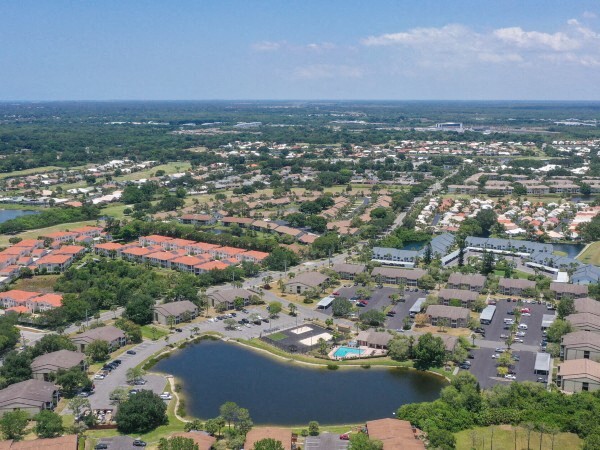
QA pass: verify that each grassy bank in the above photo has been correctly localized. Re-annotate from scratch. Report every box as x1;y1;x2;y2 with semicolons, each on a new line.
456;425;581;450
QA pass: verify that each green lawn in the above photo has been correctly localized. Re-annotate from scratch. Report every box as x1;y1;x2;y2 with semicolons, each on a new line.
0;220;96;247
11;275;60;293
142;325;169;340
456;425;581;450
267;332;287;342
577;241;600;266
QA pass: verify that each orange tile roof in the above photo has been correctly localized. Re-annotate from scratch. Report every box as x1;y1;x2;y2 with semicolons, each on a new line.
29;294;62;308
0;289;40;302
194;261;229;270
36;253;71;265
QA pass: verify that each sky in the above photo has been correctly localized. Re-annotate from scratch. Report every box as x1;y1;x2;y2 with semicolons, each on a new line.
0;0;600;101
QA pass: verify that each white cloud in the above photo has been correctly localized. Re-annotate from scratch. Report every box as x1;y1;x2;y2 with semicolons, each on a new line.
292;64;363;80
494;27;581;51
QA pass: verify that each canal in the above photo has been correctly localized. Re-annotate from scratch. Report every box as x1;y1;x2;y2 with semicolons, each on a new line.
154;341;446;425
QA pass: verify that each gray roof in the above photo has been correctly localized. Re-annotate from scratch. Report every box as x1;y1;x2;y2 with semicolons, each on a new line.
426;305;470;320
573;297;600;316
71;325;125;342
438;288;479;302
0;380;58;408
287;272;329;287
154;300;198;317
356;331;393;346
333;263;367;275
498;278;535;289
371;267;427;280
561;331;600;349
448;272;487;287
31;350;85;373
208;288;252;303
550;282;588;295
533;352;550;372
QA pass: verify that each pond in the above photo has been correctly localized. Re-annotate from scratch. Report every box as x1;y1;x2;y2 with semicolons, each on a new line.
552;244;585;258
0;209;38;223
154;341;446;425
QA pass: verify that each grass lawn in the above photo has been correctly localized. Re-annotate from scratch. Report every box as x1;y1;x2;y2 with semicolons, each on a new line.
267;332;287;342
456;425;581;450
11;275;60;293
0;220;96;247
577;241;600;265
142;325;169;340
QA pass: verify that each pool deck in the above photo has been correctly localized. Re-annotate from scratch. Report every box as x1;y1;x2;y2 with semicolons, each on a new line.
327;345;387;361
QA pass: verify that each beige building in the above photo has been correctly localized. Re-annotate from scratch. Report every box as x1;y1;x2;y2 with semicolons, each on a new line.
556;359;600;392
0;380;58;416
371;267;427;286
71;325;127;353
425;305;470;328
31;350;85;381
560;331;600;361
154;300;198;325
284;272;329;294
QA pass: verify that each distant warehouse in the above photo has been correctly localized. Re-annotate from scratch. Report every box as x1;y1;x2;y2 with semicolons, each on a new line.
479;305;496;325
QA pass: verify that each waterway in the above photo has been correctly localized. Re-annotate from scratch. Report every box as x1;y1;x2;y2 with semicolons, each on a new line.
552;244;585;258
0;209;38;223
154;341;446;425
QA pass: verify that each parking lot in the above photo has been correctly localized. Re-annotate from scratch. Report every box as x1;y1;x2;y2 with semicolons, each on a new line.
469;348;539;389
482;300;553;346
323;286;427;330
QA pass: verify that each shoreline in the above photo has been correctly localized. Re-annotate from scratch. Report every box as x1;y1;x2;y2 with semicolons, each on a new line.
146;334;452;429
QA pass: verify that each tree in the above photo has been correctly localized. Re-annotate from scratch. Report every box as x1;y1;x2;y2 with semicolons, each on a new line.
288;303;298;316
359;309;385;327
350;433;383;450
269;302;282;317
0;409;29;441
158;436;198;450
34;409;64;438
54;366;92;397
414;333;446;370
547;319;573;343
308;420;319;436
556;297;575;319
115;390;168;434
388;336;412;361
125;293;154;325
85;340;110;361
417;274;435;290
223;319;237;330
331;297;352;317
67;397;91;421
427;428;456;450
254;438;284;450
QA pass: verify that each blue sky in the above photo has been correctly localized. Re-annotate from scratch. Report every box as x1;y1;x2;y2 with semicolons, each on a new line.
0;0;600;100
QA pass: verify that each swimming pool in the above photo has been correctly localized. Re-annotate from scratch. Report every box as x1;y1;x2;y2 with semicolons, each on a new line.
333;347;364;358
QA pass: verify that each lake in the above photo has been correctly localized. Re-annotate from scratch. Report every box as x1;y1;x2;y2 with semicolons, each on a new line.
552;244;585;258
0;209;38;223
154;341;446;425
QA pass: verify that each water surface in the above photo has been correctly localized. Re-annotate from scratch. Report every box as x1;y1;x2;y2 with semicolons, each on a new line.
155;341;446;425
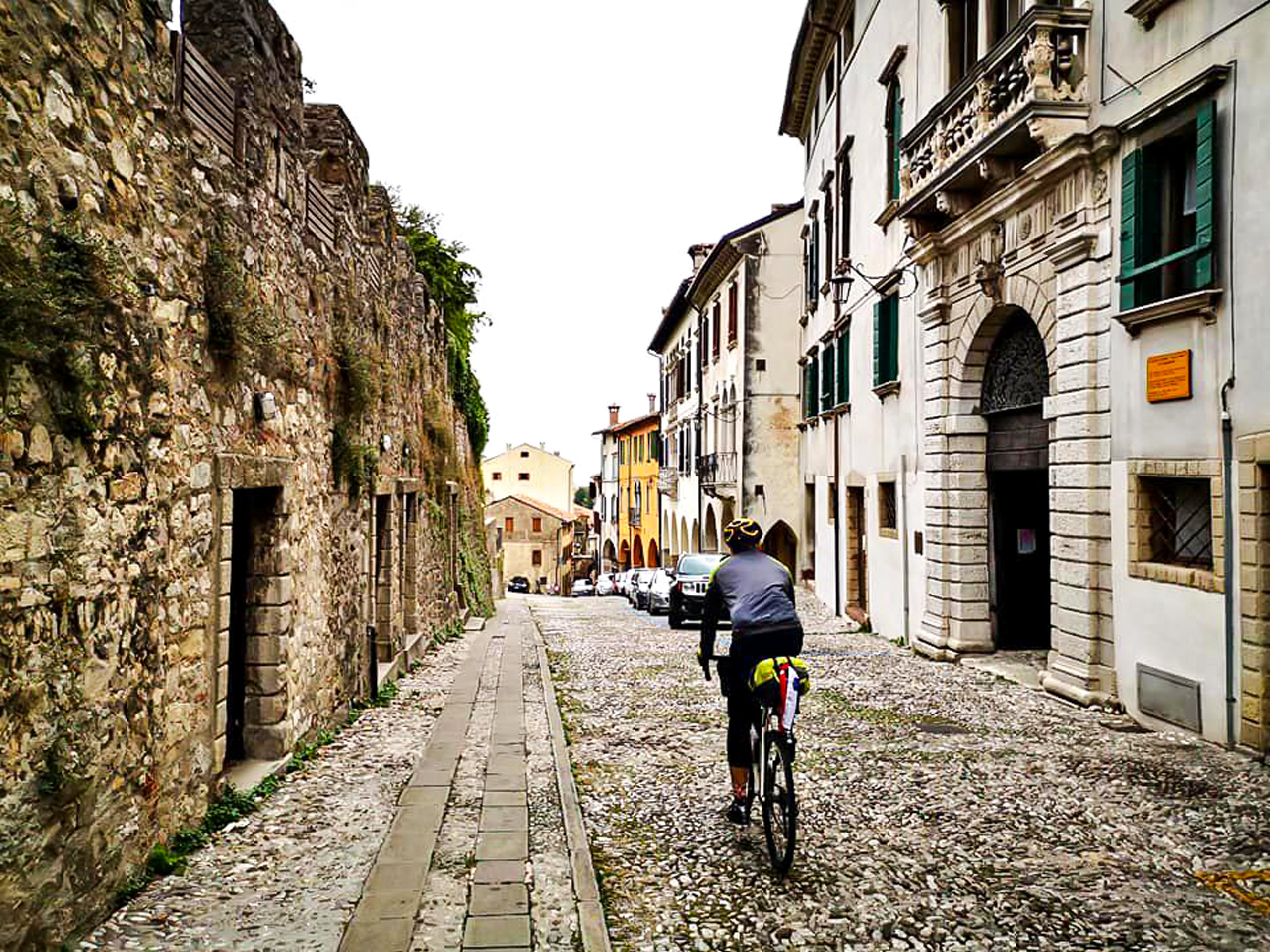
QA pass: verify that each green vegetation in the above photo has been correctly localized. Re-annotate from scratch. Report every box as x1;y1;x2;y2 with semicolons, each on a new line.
396;204;489;456
0;204;125;438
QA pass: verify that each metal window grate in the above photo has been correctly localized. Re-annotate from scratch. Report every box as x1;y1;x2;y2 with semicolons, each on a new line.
1141;477;1213;570
878;482;899;530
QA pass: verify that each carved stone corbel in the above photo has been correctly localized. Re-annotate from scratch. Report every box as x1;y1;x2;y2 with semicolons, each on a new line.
935;189;974;216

• • •

Stated goal:
The listing above needs to be output again exactly. Don't include the pictures.

Task output:
QA pass: verify that each grassy bank in the above photo has been correctly localized. Re-annotate from scratch. Report every box as x1;y1;x2;y2 with semicolons, each on a new line.
456;425;581;450
QA pass: verify that each green lawn in the above photo has been correctly localized. Re-annotate from scratch. Report every box as x1;y1;x2;y2 with semicolons, each on a new line.
0;220;96;247
11;275;60;293
142;325;169;340
456;425;581;450
267;332;287;342
577;241;600;266
QA pass: verify that each orange tile roof in the above photo has been correctly localized. Re-annotate from scratch. Report every box as x1;y1;x2;y2 with semicolons, each on a new line.
29;294;62;308
0;289;40;302
194;261;229;270
36;253;71;265
QA pass: verify that each sky in the above photo has been correctly localized. Re-annotate from scratch. Report every box as x1;y1;x2;y2 with semicolons, each on a new line.
0;0;600;101
QA pass: verify that each white cloud in the above photo has been correctly localized. Re-annotate from scratch. Report every box as x1;y1;x2;y2 with semicolons, each on a new line.
292;64;363;80
494;27;581;51
QA pass: verify that each canal in the above photo has been correctly localized. Re-annotate from scratch. Report every box as x1;y1;x2;y2 with semicolons, each on a new line.
154;341;446;425
QA pass: verify that each gray roof in the above photo has been correctly localized. Re-annotate from scratch. Report every box as x1;y1;x2;y2 with semicolons, each on a new line.
426;305;470;320
573;297;600;316
71;325;125;342
438;288;479;302
0;380;58;408
287;272;329;287
154;300;198;317
356;331;393;346
333;263;367;275
498;278;535;289
371;267;427;280
561;331;600;349
448;272;487;287
31;350;85;373
208;288;252;303
550;282;588;295
533;352;550;372
QA pass: verify that each pond in the above photo has been correctly localized. Re-annotate from scratch. Report every box as x1;y1;x2;y2 with semicolons, each on a new line.
552;244;585;258
0;209;38;223
154;341;446;425
QA pass: verify that each grass lawn in the above photo has been correctly localized. Re-annotate from scratch. Report every box as x1;y1;x2;y2 with semicolons, each on a new line.
267;332;287;342
456;425;581;450
11;275;60;293
0;220;96;247
577;241;600;265
142;325;169;340
QA pass: verify that each pool deck in the above photo has been correctly localized. Re-annotate from scratch. Report every box as x1;y1;x2;y2 with semicolons, each on a new line.
327;345;387;361
QA pass: verify that each beige building in the above photo has been correctly localized. Re-annotate from scratch. Report every box as x1;y1;x2;y2 with semicolons, each on a new line.
556;359;600;392
0;380;58;416
371;267;427;286
71;325;127;353
425;305;470;328
31;350;85;381
560;331;600;361
154;300;198;325
284;272;329;294
QA pass: verify that each distant warehouse in the above photo has been correctly localized. Re-annotate from scratch. Report every box as x1;y1;x2;y2 with semicolons, each on a new line.
479;305;496;325
QA pass: verify that each waterway in the above photo has been correctly localized. Re-annotate from scratch. Report every box as x1;y1;x2;y2 with semicolons, each on a new line.
552;244;585;258
0;209;38;223
154;341;446;425
QA pass: verify that each parking lot in the above photo has been correctly localized. Re-annotate from scratch. Report every box as x1;y1;x2;y2 with semicolons, each on a new line.
469;348;539;389
482;300;553;346
323;286;427;330
QA pass: verify that each shoreline in the above photo has been correctly localized. Re-annotate from scratch. Report every box as x1;y1;x2;y2 with semicolons, each on a new line.
146;334;452;429
QA pass: verify that each tree in the above photo has been correctly localized. Re-annotate from scratch. Report every box as x1;y1;x2;y2 with semicolons, each on a new line.
288;303;298;316
359;309;385;327
350;433;383;450
269;302;282;317
0;409;29;441
158;436;198;450
34;409;64;438
54;366;92;397
414;333;446;370
547;319;573;343
308;420;319;436
556;297;575;319
115;390;168;434
388;336;412;361
125;293;154;325
85;340;110;361
417;274;435;290
223;319;237;330
331;297;352;317
67;397;91;421
427;428;456;450
254;438;284;450
QA pass: verify that each blue sky in the above photo has been correctly localized. Re-annotate from scratch. Report every box as x1;y1;x2;y2 with semicolons, each on a new line.
0;0;600;100
QA pass: verify that each swimming pool in the above photo has been correctly localized. Re-annotate from scratch. Report every box as x1;y1;x2;y2 with semicolons, each on a new line.
333;347;364;358
QA pass: verify that each lake in the above photo has been correctly localized. Re-annotate from scratch. Report every box as x1;y1;x2;y2 with semicolons, each on a new line.
552;244;585;258
0;209;38;223
154;341;446;425
QA pass: verify that each water surface in the above photo has been correctly localized. Re-annotate from scratch. Report every box as x1;y1;x2;y2 with semicolons, each on a new line.
155;341;446;425
QA pass: verify that each green vegetation in the above photo has been correctly localized. Re-annotate from scratch. Report every box as x1;y1;x2;y2 with semicolons, each on a new line.
396;204;489;456
0;204;125;438
QA pass: verify that each metal window grate in the above photo has been correctly localized. Re-annotate from scratch. Report every box as x1;y1;x2;y2 with semicolons, each on a new line.
1141;477;1213;570
878;482;899;530
QA pass: verify that each carved stone corbel in the above photo has been correctly localized. Re-annotate from scratch. Report every box as x1;y1;x2;y2 with semicolons, each on a new line.
935;189;974;216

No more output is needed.